Short exercise.
Turn the records, from their start through the line containing "x=725 y=750", into a Markdown table with the columns Row and Line, numbering each line and omitting blank lines. Leave the pictures out of the table.

Records for the task.
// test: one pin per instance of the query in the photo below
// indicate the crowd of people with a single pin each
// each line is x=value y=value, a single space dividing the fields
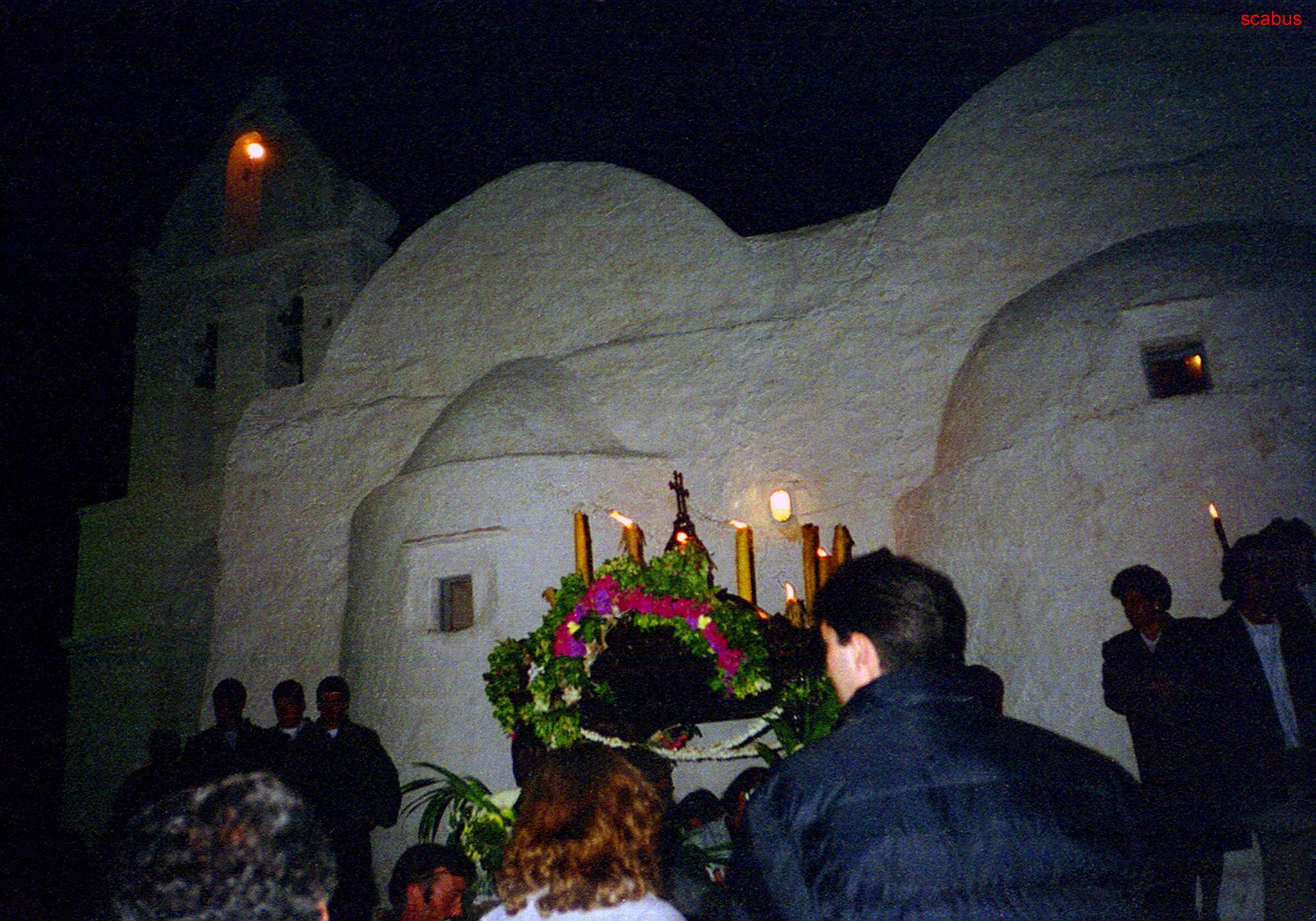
x=336 y=765
x=924 y=803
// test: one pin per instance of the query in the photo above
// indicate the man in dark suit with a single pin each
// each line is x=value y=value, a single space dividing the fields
x=359 y=791
x=1264 y=678
x=1152 y=675
x=233 y=745
x=296 y=744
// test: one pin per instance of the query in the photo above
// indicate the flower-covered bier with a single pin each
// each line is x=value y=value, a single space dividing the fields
x=541 y=679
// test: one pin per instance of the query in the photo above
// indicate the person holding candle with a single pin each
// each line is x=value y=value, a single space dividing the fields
x=1150 y=674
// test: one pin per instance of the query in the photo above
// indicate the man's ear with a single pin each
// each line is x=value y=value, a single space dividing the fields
x=865 y=657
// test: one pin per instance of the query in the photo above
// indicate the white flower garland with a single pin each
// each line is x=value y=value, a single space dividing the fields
x=725 y=750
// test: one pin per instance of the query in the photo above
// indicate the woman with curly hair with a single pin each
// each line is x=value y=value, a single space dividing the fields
x=586 y=844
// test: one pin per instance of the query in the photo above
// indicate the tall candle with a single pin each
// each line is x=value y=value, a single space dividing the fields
x=585 y=553
x=810 y=536
x=744 y=561
x=632 y=537
x=841 y=546
x=826 y=566
x=794 y=609
x=1219 y=525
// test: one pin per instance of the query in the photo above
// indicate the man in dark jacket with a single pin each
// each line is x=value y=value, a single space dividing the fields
x=359 y=790
x=921 y=804
x=1264 y=678
x=233 y=745
x=1153 y=674
x=296 y=744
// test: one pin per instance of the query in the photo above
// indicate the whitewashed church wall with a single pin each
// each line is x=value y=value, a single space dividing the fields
x=1057 y=469
x=1058 y=159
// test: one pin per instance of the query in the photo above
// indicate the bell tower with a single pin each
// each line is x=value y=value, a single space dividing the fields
x=257 y=262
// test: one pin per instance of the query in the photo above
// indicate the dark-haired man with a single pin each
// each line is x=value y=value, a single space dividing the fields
x=245 y=848
x=429 y=883
x=233 y=745
x=296 y=744
x=1152 y=674
x=357 y=791
x=921 y=804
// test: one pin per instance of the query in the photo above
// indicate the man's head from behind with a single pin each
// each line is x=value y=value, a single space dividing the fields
x=245 y=848
x=881 y=612
x=428 y=883
x=229 y=701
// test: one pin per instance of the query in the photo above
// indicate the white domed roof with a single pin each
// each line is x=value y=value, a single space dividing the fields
x=524 y=407
x=547 y=260
x=1071 y=349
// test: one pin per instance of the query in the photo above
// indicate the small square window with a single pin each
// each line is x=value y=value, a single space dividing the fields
x=452 y=603
x=1175 y=370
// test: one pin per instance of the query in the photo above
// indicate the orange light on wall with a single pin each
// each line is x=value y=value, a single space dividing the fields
x=249 y=158
x=779 y=505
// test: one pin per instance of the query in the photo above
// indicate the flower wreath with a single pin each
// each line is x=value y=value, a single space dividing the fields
x=538 y=682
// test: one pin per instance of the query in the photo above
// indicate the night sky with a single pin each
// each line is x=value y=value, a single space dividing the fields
x=774 y=115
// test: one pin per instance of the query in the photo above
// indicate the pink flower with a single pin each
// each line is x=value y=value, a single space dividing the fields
x=600 y=595
x=634 y=599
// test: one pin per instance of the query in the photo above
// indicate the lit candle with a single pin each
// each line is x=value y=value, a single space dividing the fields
x=744 y=561
x=810 y=536
x=841 y=546
x=1219 y=525
x=632 y=537
x=585 y=553
x=794 y=609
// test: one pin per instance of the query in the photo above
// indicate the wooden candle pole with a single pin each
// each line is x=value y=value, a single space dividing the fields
x=1219 y=525
x=745 y=561
x=810 y=553
x=826 y=565
x=794 y=609
x=585 y=553
x=632 y=539
x=841 y=546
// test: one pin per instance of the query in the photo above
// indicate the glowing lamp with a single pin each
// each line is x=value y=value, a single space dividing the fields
x=632 y=537
x=779 y=503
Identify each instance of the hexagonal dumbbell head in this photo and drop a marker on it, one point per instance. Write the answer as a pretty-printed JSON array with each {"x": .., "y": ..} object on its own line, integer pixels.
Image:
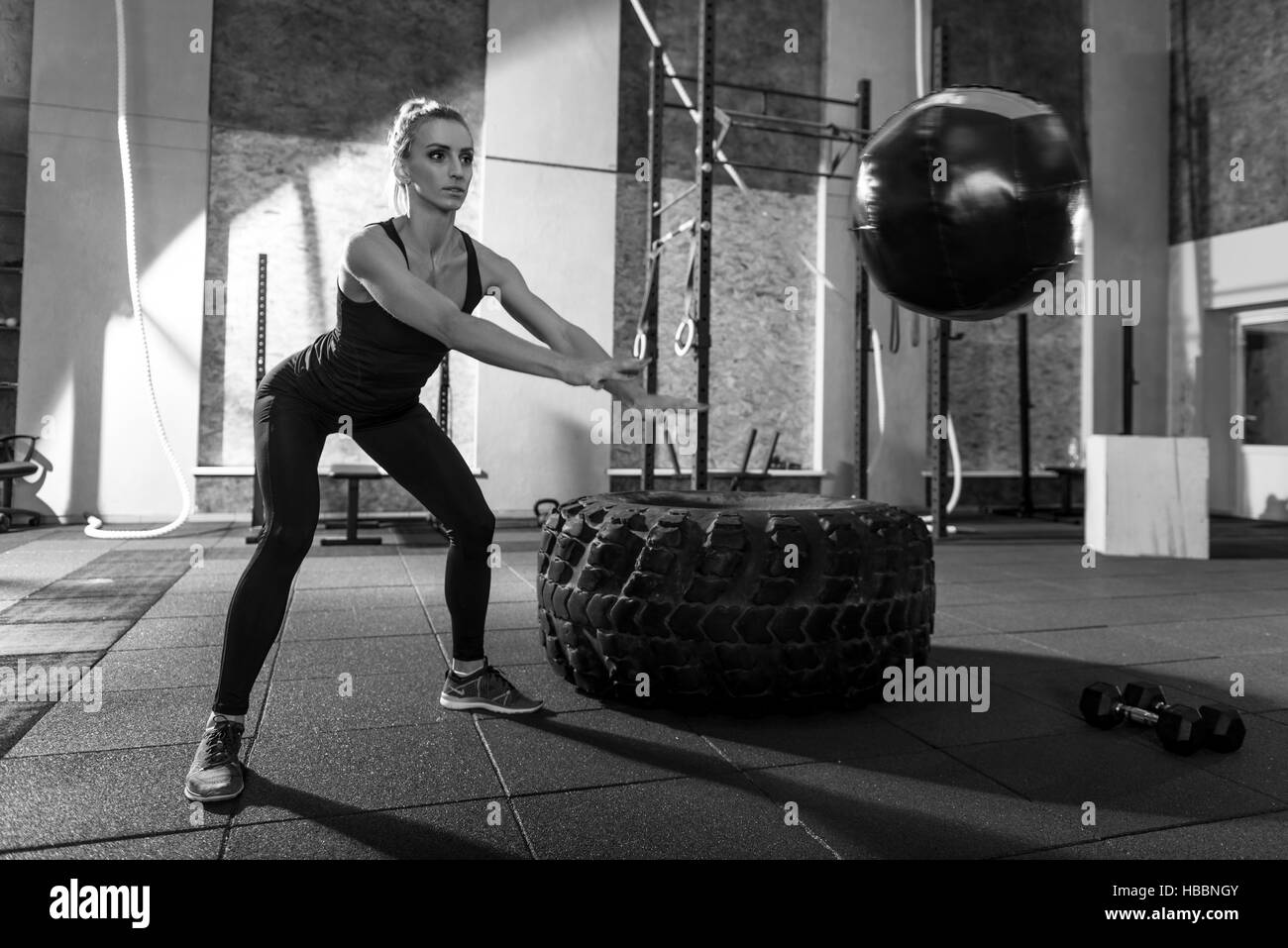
[
  {"x": 1144, "y": 694},
  {"x": 1099, "y": 704},
  {"x": 1181, "y": 729},
  {"x": 1225, "y": 728}
]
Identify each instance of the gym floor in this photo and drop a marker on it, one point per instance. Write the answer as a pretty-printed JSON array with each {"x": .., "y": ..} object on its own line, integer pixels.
[{"x": 389, "y": 773}]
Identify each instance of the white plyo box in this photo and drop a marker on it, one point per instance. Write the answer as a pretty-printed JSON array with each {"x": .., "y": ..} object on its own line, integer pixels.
[{"x": 1146, "y": 496}]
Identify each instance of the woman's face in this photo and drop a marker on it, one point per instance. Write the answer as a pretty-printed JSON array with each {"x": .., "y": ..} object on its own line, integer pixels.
[{"x": 441, "y": 162}]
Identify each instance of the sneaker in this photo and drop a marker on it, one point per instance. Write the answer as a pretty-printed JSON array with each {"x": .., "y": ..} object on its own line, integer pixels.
[
  {"x": 485, "y": 689},
  {"x": 215, "y": 775}
]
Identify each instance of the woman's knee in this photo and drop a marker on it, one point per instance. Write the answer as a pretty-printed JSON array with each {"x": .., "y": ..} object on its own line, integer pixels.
[
  {"x": 473, "y": 532},
  {"x": 288, "y": 540}
]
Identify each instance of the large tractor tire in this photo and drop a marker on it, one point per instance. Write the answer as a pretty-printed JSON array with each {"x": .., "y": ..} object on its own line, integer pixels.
[{"x": 741, "y": 601}]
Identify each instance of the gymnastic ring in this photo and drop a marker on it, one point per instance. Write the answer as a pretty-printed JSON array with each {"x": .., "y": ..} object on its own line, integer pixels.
[
  {"x": 540, "y": 514},
  {"x": 679, "y": 331}
]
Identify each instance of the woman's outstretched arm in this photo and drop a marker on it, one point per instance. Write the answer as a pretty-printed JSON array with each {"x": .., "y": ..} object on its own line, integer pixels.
[
  {"x": 539, "y": 318},
  {"x": 377, "y": 265}
]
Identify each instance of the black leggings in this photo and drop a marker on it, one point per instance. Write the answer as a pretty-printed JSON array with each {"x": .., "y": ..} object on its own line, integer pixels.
[{"x": 290, "y": 432}]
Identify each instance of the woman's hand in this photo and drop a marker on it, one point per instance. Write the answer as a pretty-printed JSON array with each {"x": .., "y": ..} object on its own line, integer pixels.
[{"x": 596, "y": 372}]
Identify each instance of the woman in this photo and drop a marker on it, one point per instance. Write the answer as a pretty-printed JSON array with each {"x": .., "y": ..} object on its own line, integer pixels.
[{"x": 397, "y": 318}]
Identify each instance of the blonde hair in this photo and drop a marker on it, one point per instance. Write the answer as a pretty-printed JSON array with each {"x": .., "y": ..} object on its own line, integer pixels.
[{"x": 410, "y": 116}]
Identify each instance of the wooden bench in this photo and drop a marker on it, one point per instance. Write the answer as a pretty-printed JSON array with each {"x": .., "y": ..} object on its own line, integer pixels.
[{"x": 355, "y": 474}]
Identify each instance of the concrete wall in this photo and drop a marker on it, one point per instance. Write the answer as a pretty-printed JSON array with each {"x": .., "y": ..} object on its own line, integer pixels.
[
  {"x": 1228, "y": 90},
  {"x": 552, "y": 146},
  {"x": 81, "y": 366},
  {"x": 1127, "y": 116},
  {"x": 1031, "y": 47},
  {"x": 16, "y": 18},
  {"x": 761, "y": 359},
  {"x": 872, "y": 39},
  {"x": 1229, "y": 235},
  {"x": 297, "y": 163},
  {"x": 1211, "y": 282}
]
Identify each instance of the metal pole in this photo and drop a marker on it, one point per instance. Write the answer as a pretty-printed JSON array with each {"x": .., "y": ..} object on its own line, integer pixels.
[
  {"x": 257, "y": 510},
  {"x": 706, "y": 168},
  {"x": 863, "y": 114},
  {"x": 1128, "y": 376},
  {"x": 939, "y": 355},
  {"x": 656, "y": 159},
  {"x": 1025, "y": 478}
]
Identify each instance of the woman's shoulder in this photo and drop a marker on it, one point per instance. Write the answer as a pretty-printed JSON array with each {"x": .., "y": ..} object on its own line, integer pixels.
[{"x": 489, "y": 261}]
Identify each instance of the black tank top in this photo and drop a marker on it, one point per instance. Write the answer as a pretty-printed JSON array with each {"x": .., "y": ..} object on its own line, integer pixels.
[{"x": 373, "y": 365}]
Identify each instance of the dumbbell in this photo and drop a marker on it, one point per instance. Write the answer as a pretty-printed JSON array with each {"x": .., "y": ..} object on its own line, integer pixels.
[
  {"x": 1225, "y": 728},
  {"x": 1181, "y": 729}
]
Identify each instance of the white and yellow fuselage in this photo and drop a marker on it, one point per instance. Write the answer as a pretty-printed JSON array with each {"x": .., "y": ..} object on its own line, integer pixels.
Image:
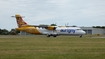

Response.
| Row | Line |
|---|---|
| 1 | // test: one pin per instance of the query in the photo below |
| 2 | // indicate the crowd of people with a single pin each |
| 3 | // each line is x=value y=value, a single space dividing the fields |
| 4 | x=336 y=765 |
| 5 | x=924 y=803 |
| 6 | // test: one pin per instance of the query in the photo above |
| 7 | // indicate the man in dark suit with a single pin each |
| 8 | // each line is x=value y=value, a single space dividing the fields |
| 9 | x=359 y=791 |
| 10 | x=1264 y=678 |
| 11 | x=1152 y=675 |
| 12 | x=233 y=745 |
| 13 | x=296 y=744 |
| 14 | // test: one pin per instance of the query in the photo above |
| 15 | // indicate the flower-covered bier with a single pin each |
| 16 | // each line is x=value y=value, a single space dividing the fields |
| 17 | x=541 y=679 |
| 18 | // test: one pin per instance of the query in the photo above |
| 19 | // indicate the person holding candle with a single pin each |
| 20 | // each line is x=value y=value, a single space dividing the fields |
| 21 | x=1150 y=674 |
| 22 | // test: one pin per instance of the query in the photo above |
| 23 | // indicate the man's ear with a single pin each |
| 24 | // each line is x=value y=value, a single space dividing the fields |
| 25 | x=865 y=657 |
| 26 | // test: one pin per instance of the query in the photo above |
| 27 | // indicate the white flower garland with a single pin each |
| 28 | // each line is x=value y=value, a single space dividing the fields |
| 29 | x=725 y=750 |